Selected text
*-*-*

I’ve enjoyed this little piece of the arc with the board game I made up. Thanks to everyone who gave their thoughts and feedback on it. It’s a fun idea. Some of you suggested I work on making it a real game. I don’t know if that’s feasibly a thing I could pull off, but I have discovered 3D Print shops are more common in my area than I realized, so… hey who knows.
If Treasure of Dragon Mountain were a real game, I think the annoyance factor of getting shaken off the mountain every so often would need a lot of balance tweaking to prevent, well, exactly the scenario Theo just pulled here (effectively hard-resetting the whole session). Defensive cards like the Lasso are good, but player mobility and speed of ascension up the mountain would need to be factored around the periodic shaking. Not going anywhere with this, just a thought.
I would totally kick in on a Kickstarter campaign for that game! Plus share the hell out of the page to other dragon-obsessed friends.
Seconded. While I’m trying to save funds, this is the sort of thing I’d kickstart in a second.
On the gameplay side, maybe switch up the mechanics of “mountain shakes, you play where you fall” and put in some more uniform mechanics (for a real world version). Maybe go back to last cave in most situations (roll down the mountain until you find a handhold in the cave) except for close to the top, with “narrow edges” so you just go down a level THEN to the previous cave (could be 1 space from a cave, but on an edge, and end up 15 spaces back instead of 1; risk/reward area extreme close to the top)
Got a bit into that there, just goes to show you’ve got a solid idea for a game there.
That was a brilliant suggestion.
With that change, White Rice, this could easily be made into a 2D game…
Which would make it a whole lot easier to produce, too. I like where this is going!
But half the fun is the cool 3d board and dragon :p
Before a Kickstarter for a physical game, there should be a prototype, like maybe something in Tabletop Simulator, for proper playtesting.
If we arrange some sort of live playtesting online, I would love to be in on that. It’s 2-6 players, right?
If there’s any reason to make it for more players, I suggest having pairs of each character type, where you usually have teams that share the same strengths and weaknesses. Though there should be a way to play with a good group that has an odd number of players — maybe one person gets two characters, or gets a special ability or more cards or something.
I write this comment below but it makes more sense as part of this discussion. If you produce a rules list, i will code it. Or if you would like, I can make the rules based on what we have seen so far and fill in the gaps in the rules.
I would. This is exactly the type of game my family would play at get-togethers.
Make this a real game, it’d be so awesome! XD
Also, Theo has just become my favorite character. XD I mean, I already liked him before when I first started reading this comic but I think this moment cements it for me. 😛 🙂
Theo is my favourite granddad now XD
Amanda’s the **** you talkin’ about old man, face is the best thing ever.
It is. I can’t even mimic it without getting a face cramp :/.
Selkie’s expression in the last panel, though, doesn’t seem to work so well. Partly just because of the exaggerated size of the eye obscuring everything else, and the way the mouth is drawn. I’d redraw it.

*-*-*

Directive 1
Find every line in the rows below that contains the string "railing", and copy each of those lines. Case counts.

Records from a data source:
*-*-*

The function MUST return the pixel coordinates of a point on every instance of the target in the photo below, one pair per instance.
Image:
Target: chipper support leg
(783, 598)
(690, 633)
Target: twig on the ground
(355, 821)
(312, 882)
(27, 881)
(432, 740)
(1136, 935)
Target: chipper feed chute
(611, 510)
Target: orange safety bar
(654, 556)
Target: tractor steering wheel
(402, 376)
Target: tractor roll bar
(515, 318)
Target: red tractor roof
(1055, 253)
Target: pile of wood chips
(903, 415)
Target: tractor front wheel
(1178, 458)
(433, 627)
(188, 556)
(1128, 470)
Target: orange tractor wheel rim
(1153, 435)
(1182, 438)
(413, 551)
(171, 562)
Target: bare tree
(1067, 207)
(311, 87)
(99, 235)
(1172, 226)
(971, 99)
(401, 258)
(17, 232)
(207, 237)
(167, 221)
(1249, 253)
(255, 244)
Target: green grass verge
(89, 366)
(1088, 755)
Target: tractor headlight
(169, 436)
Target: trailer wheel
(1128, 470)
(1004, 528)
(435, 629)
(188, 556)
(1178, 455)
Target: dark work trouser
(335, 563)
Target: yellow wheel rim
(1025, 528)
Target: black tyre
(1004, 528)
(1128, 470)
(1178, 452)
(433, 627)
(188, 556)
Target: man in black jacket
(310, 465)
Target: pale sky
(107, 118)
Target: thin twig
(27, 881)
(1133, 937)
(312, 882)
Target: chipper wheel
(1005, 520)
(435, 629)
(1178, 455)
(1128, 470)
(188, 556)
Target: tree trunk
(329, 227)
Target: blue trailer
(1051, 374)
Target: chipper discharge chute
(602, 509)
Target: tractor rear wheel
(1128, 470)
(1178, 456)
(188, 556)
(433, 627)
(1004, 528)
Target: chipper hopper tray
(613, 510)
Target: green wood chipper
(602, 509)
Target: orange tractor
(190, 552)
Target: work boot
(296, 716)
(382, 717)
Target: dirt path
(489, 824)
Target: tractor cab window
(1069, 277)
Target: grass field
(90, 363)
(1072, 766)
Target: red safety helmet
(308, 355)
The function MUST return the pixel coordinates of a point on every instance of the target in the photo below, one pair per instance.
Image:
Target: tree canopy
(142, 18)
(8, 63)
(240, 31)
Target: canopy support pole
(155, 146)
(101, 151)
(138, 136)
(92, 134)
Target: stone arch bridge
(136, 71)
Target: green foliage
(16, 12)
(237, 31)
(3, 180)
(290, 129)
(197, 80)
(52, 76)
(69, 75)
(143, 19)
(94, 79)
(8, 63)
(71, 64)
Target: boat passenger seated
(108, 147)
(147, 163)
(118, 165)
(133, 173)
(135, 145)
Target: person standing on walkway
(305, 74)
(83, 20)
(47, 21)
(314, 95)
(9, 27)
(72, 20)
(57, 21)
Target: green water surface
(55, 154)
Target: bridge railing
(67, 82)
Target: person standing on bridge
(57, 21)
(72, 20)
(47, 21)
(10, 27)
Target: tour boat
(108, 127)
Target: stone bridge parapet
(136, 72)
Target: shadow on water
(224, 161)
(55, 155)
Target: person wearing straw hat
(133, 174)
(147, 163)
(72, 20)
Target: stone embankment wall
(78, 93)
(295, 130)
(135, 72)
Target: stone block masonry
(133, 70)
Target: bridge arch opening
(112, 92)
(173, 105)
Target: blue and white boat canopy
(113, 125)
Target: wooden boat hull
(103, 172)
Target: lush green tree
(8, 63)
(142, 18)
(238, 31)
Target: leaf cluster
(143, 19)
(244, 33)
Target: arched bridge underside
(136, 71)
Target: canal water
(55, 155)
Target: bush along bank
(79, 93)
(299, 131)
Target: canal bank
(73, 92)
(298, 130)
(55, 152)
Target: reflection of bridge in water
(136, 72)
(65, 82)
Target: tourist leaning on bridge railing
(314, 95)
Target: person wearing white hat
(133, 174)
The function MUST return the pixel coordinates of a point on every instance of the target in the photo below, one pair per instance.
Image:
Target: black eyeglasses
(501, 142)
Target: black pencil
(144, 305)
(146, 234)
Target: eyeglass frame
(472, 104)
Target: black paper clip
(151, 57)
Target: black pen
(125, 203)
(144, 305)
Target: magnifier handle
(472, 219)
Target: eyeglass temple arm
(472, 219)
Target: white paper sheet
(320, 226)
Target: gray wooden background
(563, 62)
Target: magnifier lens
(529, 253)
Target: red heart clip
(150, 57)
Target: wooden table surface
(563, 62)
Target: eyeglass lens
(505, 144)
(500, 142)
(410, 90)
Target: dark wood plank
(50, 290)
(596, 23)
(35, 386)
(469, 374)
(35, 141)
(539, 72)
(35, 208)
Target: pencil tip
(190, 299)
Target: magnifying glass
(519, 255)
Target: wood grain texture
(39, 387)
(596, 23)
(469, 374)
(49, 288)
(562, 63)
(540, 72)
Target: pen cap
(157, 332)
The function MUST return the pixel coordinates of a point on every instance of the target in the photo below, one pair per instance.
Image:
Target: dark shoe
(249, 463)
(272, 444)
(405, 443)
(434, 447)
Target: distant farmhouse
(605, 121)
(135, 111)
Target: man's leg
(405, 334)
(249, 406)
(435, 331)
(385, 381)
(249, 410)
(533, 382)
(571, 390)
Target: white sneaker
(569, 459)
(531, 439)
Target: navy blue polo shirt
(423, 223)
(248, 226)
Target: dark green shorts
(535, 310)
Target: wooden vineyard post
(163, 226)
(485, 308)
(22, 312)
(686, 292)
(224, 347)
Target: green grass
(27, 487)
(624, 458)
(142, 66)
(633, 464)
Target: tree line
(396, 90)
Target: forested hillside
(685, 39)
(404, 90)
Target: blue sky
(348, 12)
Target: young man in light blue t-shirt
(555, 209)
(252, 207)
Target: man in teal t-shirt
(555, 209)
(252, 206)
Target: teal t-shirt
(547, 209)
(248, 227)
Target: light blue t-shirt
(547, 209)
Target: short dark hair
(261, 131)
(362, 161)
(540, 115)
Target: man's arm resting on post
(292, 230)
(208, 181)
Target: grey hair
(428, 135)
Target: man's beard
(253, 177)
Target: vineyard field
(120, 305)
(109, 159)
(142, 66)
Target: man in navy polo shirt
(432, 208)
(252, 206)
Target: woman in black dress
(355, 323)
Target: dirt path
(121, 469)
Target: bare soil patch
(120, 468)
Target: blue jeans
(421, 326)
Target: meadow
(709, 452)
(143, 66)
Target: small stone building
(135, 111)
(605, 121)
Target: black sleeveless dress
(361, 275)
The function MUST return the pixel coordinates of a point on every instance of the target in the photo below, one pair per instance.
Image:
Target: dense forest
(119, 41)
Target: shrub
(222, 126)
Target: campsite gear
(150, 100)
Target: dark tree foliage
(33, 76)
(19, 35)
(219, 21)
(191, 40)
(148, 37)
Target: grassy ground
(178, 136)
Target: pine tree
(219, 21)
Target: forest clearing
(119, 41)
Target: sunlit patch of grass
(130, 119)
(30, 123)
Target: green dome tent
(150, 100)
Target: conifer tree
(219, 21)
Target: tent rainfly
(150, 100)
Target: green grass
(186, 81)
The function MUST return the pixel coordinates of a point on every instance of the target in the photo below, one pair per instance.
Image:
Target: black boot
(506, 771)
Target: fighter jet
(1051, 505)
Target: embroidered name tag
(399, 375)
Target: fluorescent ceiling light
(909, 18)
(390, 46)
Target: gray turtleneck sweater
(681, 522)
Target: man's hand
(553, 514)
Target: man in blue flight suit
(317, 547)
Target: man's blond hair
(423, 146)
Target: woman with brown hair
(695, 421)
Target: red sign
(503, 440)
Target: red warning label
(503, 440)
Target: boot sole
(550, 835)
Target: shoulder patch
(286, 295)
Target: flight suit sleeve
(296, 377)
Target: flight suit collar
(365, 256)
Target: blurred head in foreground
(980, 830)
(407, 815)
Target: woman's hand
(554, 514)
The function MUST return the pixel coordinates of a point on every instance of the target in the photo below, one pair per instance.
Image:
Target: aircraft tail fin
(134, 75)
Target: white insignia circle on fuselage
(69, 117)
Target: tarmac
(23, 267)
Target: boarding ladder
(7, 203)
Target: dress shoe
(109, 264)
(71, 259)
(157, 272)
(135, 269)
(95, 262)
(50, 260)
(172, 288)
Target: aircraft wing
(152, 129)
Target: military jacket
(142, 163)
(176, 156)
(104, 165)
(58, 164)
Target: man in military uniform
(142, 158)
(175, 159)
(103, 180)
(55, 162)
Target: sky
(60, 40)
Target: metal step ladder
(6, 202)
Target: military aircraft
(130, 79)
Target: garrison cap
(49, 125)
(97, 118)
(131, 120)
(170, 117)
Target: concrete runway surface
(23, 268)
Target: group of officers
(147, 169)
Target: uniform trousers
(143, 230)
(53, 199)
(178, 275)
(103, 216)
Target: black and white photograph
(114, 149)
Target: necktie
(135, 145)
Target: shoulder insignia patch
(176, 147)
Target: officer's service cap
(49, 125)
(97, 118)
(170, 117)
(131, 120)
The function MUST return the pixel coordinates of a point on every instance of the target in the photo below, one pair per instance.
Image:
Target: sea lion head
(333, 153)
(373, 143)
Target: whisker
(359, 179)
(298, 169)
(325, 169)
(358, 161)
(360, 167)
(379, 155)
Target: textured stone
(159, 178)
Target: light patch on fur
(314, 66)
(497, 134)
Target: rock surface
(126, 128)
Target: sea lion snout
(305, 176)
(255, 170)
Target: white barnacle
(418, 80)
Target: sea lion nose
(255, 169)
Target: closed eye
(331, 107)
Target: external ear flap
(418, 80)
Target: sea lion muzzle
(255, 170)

*-*-*

Directive 2
According to the comment thread, which defensive card is described as good?

Final answer 1
Target: bridge railing
Target: tourist leaning on bridge railing

Final answer 2
The Lasso.